Mülheim. Nach Corona und dem steigenden Mindestlohn belasten die explodierenden Spritpreise die Taxibranche. Warum der neue Tarif nicht weit genug geht.

Erst Corona und der steigende Mindestlohn, jetzt die explodierenden Spritpreise – die Taxibranche kämpft auch in Mülheim zunehmend ums Überleben. Ein neuer Tarif soll Ende April kommen, geht dem ein oder anderen Unternehmen aber nicht weit genug.

Denn der Antrag auf den neuen Taxitarif wurde von den drei großen Mülheimer Unternehmen Berse, Stephany und Fleskes bereits Ende November gestellt. „Da hatte das mit dem Spritpreis noch keiner auf dem Schirm“, sagt Randolf Stephany. Er finanziert das Taxigeschäft aktuell mit seinem Werkstattbetrieb. „Wir schränken das Angebot auf ein Minimum ein“ – Stephany sieht dramatisch verlängerte Wartezeiten auf die Mülheimerinnen und Mülheimer zukommen, speziell in den Abend- und Nachtstunden.

Mülheimer Taxi-Unternehmer befürchtet tiefrote Zahlen

„Wir müssen aber auch eine Betriebspflicht einhalten“, betont Anil Erdem, Gesellschafter bei Taxi Fleskes. Der Blick auf die Zapfsäulen lässt ihn tiefrote Zahlen in den kommenden Wochen vermuten. „Das werden wir knallhart zu spüren bekommen“, meint Erdem. „Ob wir weniger Autos einplanen, wird man sehen“, kann der Unternehmer die notwendigen Schritte seiner Firma noch nicht absehen.

Erdem wünscht sich ein Eingreifen der Politik. Denn kurzfristige Preiserhöhungen wie im Handel sind in der Beförderungsbranche nicht möglich. Das zeigt allein das aktuelle Beispiel: Der jüngste Antrag auf den neuen Taxitarif wurde am 30. November gestellt, wird aber erst am 28. April vom Rat beschlossen. Gelten soll der neue Tarif ab dem 1. Juli.

Kurzfristige Belastungen können nicht ausgeglichen werden

Heißt: Kurzfristige Belastungen für die Unternehmen können mit dem Tarif nicht ausgeglichen werden. Die neue Gestaltung zielte in erster Linie darauf ab, die neuen Personalkosten durch den gestiegenen Mindestlohn auszugleichen. Allerdings ging der Großteil der Berechnung von den 10,45 Euro pro Stunde aus, die ab 1. Juli gelten werden. „Ich bin ein bisschen enttäuscht von der Verwaltung, dass die zwölf Euro nicht mit einbezogen wurden“, sagt Randolf Stephany.

□ □ □ □ □

IHRE AUFGABE:
Beantworten Sie mithilfe des Textauszugs über die Mülheimer Taxibranche diese Fragen:
(a) Womit finanziert Randolf Stephany das Taxigeschäft derzeit?
(b) Ab welchem Datum soll der neue Tarif gelten?
(c) Von welchem Stundenlohn ging der Großteil der Berechnung für den neuen Tarif aus?

□ □ □ □ □

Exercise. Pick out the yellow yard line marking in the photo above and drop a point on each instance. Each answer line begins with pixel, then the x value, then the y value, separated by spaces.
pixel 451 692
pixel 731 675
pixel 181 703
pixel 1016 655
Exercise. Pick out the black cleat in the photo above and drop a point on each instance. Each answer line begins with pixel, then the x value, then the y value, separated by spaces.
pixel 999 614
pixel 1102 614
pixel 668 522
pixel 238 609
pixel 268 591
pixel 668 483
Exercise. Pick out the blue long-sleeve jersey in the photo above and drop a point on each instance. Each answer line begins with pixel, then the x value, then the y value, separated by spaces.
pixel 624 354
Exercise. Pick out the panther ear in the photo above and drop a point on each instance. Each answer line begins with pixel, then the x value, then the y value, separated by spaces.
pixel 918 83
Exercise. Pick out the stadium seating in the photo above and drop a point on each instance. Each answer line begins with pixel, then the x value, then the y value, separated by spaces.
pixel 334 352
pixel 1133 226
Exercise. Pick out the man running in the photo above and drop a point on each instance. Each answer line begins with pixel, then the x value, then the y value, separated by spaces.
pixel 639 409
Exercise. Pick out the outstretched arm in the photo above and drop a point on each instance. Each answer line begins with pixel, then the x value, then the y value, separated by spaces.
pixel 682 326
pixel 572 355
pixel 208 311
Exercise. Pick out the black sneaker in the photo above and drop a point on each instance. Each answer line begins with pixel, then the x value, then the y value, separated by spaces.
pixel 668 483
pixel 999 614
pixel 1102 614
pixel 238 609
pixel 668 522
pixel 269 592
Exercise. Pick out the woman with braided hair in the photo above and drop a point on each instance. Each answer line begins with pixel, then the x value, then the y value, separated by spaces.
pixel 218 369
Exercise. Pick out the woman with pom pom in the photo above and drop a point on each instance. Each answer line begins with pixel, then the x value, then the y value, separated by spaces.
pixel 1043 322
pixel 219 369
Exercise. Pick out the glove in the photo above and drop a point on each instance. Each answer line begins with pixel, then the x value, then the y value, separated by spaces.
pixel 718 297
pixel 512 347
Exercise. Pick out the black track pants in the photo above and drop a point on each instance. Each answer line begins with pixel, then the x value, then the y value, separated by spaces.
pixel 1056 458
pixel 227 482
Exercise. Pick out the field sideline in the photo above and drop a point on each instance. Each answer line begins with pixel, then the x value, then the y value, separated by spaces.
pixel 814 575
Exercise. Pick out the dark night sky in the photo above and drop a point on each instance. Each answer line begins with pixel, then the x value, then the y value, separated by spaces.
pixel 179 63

□ □ □ □ □

LÖSUNG:
(a) Mit seinem Werkstattbetrieb.
(b) Ab dem 1. Juli.
(c) Von 10,45 Euro pro Stunde.